● Your objective: Before you return the entries below, strip out the pictures and keep all else exact.

● Supplied entries:
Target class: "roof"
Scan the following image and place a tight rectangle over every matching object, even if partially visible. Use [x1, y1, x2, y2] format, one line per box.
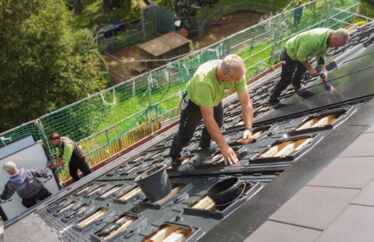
[4, 22, 374, 242]
[138, 32, 190, 57]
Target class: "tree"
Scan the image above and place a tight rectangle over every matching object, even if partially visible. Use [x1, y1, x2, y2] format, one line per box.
[0, 0, 109, 132]
[103, 0, 131, 12]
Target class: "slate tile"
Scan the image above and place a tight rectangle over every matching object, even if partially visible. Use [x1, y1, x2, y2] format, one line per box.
[307, 157, 374, 189]
[365, 125, 374, 133]
[244, 221, 321, 242]
[339, 133, 374, 157]
[352, 176, 374, 206]
[316, 205, 374, 242]
[269, 186, 359, 230]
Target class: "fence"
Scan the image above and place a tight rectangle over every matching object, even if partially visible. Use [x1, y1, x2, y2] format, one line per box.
[0, 0, 370, 183]
[98, 0, 290, 53]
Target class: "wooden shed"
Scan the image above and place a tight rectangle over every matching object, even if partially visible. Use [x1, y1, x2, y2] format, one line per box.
[138, 32, 190, 68]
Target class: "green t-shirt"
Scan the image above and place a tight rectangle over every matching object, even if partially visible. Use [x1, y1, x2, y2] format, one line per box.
[286, 28, 332, 63]
[186, 60, 247, 107]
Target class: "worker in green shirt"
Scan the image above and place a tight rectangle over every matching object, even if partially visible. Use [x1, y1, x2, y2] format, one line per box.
[49, 132, 92, 182]
[269, 28, 349, 107]
[169, 54, 254, 169]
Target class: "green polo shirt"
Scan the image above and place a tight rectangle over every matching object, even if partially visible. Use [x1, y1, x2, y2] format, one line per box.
[186, 60, 247, 107]
[286, 28, 332, 63]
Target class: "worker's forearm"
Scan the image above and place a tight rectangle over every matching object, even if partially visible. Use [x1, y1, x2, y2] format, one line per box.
[301, 61, 314, 72]
[202, 116, 227, 149]
[1, 185, 14, 200]
[56, 156, 62, 164]
[241, 101, 253, 130]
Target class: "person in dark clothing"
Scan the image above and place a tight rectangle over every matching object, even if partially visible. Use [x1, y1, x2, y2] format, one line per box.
[49, 132, 92, 182]
[169, 54, 254, 169]
[0, 161, 51, 208]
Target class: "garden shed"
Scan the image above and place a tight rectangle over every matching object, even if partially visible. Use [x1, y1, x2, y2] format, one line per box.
[138, 32, 191, 68]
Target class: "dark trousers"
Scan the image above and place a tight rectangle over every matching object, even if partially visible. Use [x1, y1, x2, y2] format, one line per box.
[269, 54, 306, 102]
[169, 97, 223, 160]
[22, 187, 51, 208]
[69, 156, 92, 182]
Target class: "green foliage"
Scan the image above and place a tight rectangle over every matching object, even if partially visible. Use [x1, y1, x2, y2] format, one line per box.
[360, 0, 374, 18]
[71, 0, 145, 29]
[0, 0, 108, 132]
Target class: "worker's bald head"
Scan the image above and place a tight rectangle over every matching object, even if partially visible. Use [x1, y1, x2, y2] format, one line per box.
[329, 29, 349, 47]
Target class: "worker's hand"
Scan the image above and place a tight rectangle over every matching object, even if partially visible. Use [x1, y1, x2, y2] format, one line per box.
[55, 161, 64, 169]
[220, 144, 239, 165]
[309, 68, 318, 77]
[239, 129, 253, 144]
[320, 71, 328, 81]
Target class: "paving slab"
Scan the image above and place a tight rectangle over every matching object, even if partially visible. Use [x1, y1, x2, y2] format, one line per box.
[339, 133, 374, 157]
[269, 186, 359, 230]
[316, 205, 374, 242]
[244, 220, 321, 242]
[307, 157, 374, 189]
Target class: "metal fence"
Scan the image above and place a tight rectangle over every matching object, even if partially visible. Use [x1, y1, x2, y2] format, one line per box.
[0, 0, 370, 183]
[98, 0, 289, 53]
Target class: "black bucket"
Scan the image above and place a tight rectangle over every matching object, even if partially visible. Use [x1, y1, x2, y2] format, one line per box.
[207, 177, 242, 205]
[135, 164, 172, 202]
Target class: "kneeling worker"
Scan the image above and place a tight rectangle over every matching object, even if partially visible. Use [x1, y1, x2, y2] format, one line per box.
[170, 54, 254, 169]
[0, 161, 51, 208]
[269, 28, 349, 107]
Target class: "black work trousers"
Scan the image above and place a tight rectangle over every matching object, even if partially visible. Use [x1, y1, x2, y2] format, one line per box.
[169, 96, 223, 160]
[69, 156, 92, 182]
[269, 54, 306, 102]
[22, 187, 51, 208]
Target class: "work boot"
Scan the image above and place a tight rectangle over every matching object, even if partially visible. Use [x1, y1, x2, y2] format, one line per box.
[269, 98, 286, 109]
[169, 156, 191, 171]
[170, 159, 182, 171]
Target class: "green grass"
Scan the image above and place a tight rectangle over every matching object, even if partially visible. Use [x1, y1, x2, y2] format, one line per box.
[95, 82, 185, 134]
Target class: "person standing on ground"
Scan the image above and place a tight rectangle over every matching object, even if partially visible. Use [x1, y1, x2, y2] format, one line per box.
[0, 161, 52, 208]
[169, 54, 254, 169]
[49, 132, 92, 182]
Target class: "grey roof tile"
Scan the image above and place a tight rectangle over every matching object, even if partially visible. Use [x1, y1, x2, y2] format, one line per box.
[244, 221, 321, 242]
[316, 205, 374, 242]
[269, 186, 359, 230]
[307, 157, 374, 189]
[339, 133, 374, 157]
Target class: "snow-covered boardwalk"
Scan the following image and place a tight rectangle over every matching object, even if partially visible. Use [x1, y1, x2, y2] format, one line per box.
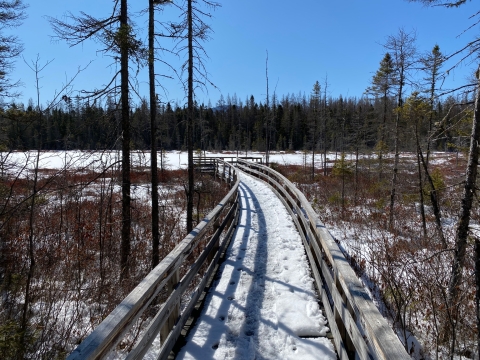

● Solution for this problem:
Target class: "roof"
Scan the following image and place a tight rectangle over every matching object, even if partially visible. Use [x1, y1, x2, y2] format, one line per box.
[4, 22, 374, 242]
[138, 32, 190, 57]
Target class: "tree"
Scan the image above and place a tight rectangle over every matching object, even if partially visible. Use [x1, y1, x2, y2] format, one line per box.
[0, 0, 109, 132]
[103, 0, 131, 12]
Target class: "slate tile"
Scan the image above and place a tight rectangle over every matching object, even if partially visible. Use [x1, y1, x2, y2] format, one line per box.
[307, 157, 374, 189]
[365, 125, 374, 133]
[244, 221, 321, 242]
[339, 133, 374, 157]
[352, 176, 374, 206]
[316, 205, 374, 242]
[269, 186, 359, 230]
Target class: "fence"
Scan the image above and place a tight rectangle over every matching object, even if partially visible. Use [x1, y1, x2, y2] format, one line per box.
[0, 0, 370, 183]
[98, 0, 290, 53]
Target class: "wooden shed"
Scan the image above and place a tight rectangle over every matching object, even if partially visible. Use [x1, y1, x2, y2] format, one line per box.
[138, 32, 190, 68]
Target class: "green t-shirt"
Scan the image above and place a tight rectangle over every matching object, even if partially visible. Use [x1, y1, x2, y2] format, one line per box.
[286, 28, 332, 63]
[186, 60, 247, 107]
Target class: "worker in green shirt"
Scan the image above and place a tight rectangle over every matching object, even if partially visible. Use [x1, y1, x2, y2] format, one line per box.
[49, 132, 92, 182]
[269, 28, 349, 107]
[169, 54, 254, 169]
Target class: "green polo shirt"
Scan the image above and place a tight rectangle over every matching object, even if partially visible. Use [x1, y1, x2, y2] format, one line per box.
[186, 60, 247, 107]
[286, 28, 332, 63]
Target class: "worker's forearm"
Scan the image above and place a tight rectangle over every matching object, even if partially visible. Use [x1, y1, x2, y2] format, one line per box.
[301, 61, 314, 72]
[202, 116, 227, 149]
[1, 185, 14, 200]
[56, 156, 62, 164]
[241, 101, 253, 130]
Target class: "person in dark clothing"
Scan the image above and place a tight rectangle over every matching object, even if partially visible. Use [x1, y1, x2, y2] format, one line per box.
[49, 132, 92, 182]
[169, 54, 254, 169]
[0, 161, 51, 208]
Target class: "garden shed"
Scan the image above and place a tight rectangle over every matching object, even if partially visible. Use [x1, y1, x2, y2] format, one line per box.
[138, 32, 191, 68]
Target class: "dark trousers"
Scan the image above and place a tight rectangle over every matching object, even if partially visible. Use [x1, y1, x2, y2] format, one line per box.
[269, 54, 306, 102]
[169, 97, 223, 160]
[22, 187, 51, 208]
[69, 156, 92, 182]
Target class: "green foliage"
Scan the image above and place a tight rectangle over every matching object, even if partially visible. Use [x1, y1, x2, y2] format, one line per box.
[360, 0, 374, 18]
[71, 0, 145, 29]
[0, 0, 108, 132]
Target class: "worker's bald head"
Scan the image above and place a tight rectangle over every matching object, even if partially visible. Use [x1, y1, x2, y2] format, one line per box.
[329, 29, 349, 47]
Target class: "worker's hand"
Scan the image above and place a tight rectangle over every matching object, even if partially visible. Use [x1, y1, x2, y2] format, one line per box.
[55, 161, 64, 169]
[220, 144, 239, 165]
[309, 68, 318, 77]
[239, 129, 253, 144]
[320, 71, 328, 81]
Target class: "paving slab"
Scan the image above and place a tight rectangle over every matching object, even if partially visible. Use [x1, y1, x2, y2] format, one line per box.
[339, 133, 374, 157]
[269, 186, 359, 230]
[316, 205, 374, 242]
[244, 220, 321, 242]
[307, 157, 374, 189]
Target class: "metal fence"
Scan the image above and place a tight rectangle over every matching object, even if partially visible. Use [x1, y1, x2, y2] format, one line per box.
[0, 0, 370, 183]
[98, 0, 289, 53]
Target class: "black bucket"
Scan the image above and place a tight rectangle over every matching object, even if partially visible. Use [x1, y1, x2, y2] format, one line per box.
[207, 177, 242, 205]
[135, 164, 172, 202]
Target class: "kneeling worker"
Scan the image above and place a tight rectangle over every matching object, even if partially visible. Use [x1, y1, x2, y2] format, one line per box.
[170, 54, 254, 169]
[0, 161, 51, 208]
[269, 28, 349, 107]
Target class: "black work trousers"
Scan the image above and place a tight rectangle over every matching object, even if partially visible. Use [x1, y1, x2, y2] format, one line per box.
[169, 96, 223, 160]
[69, 156, 92, 182]
[269, 54, 306, 102]
[22, 187, 51, 208]
Target class: "work boot"
Scan the image above and place a tight rectangle over every matching object, even if partially visible. Use [x1, y1, x2, y2] format, one line per box.
[269, 98, 286, 109]
[169, 156, 191, 171]
[170, 159, 182, 171]
Target class: "green grass"
Scan the image above and place a tight rectangle over every matching object, even if partially visible. Use [x1, y1, x2, y2] format, one line per box.
[95, 82, 185, 134]
Target class: "person standing on ground"
Scan the image above and place a tight rectangle over every matching object, even if partially visible. Use [x1, y1, x2, y2] format, one line per box.
[0, 161, 52, 208]
[169, 54, 254, 169]
[49, 132, 92, 182]
Target class: "grey roof tile"
Scan the image above and place a tight rectangle over every matching object, even if partially visible. Use [x1, y1, x2, y2] format, one line per box.
[244, 221, 321, 242]
[316, 205, 374, 242]
[269, 186, 359, 230]
[307, 157, 374, 189]
[339, 133, 374, 157]
Target class: "snow-covered boardwalk"
Scan the following image and place a tight rectangle over every matching object, even if partially visible. Use [x1, y1, x2, y2] format, one line per box.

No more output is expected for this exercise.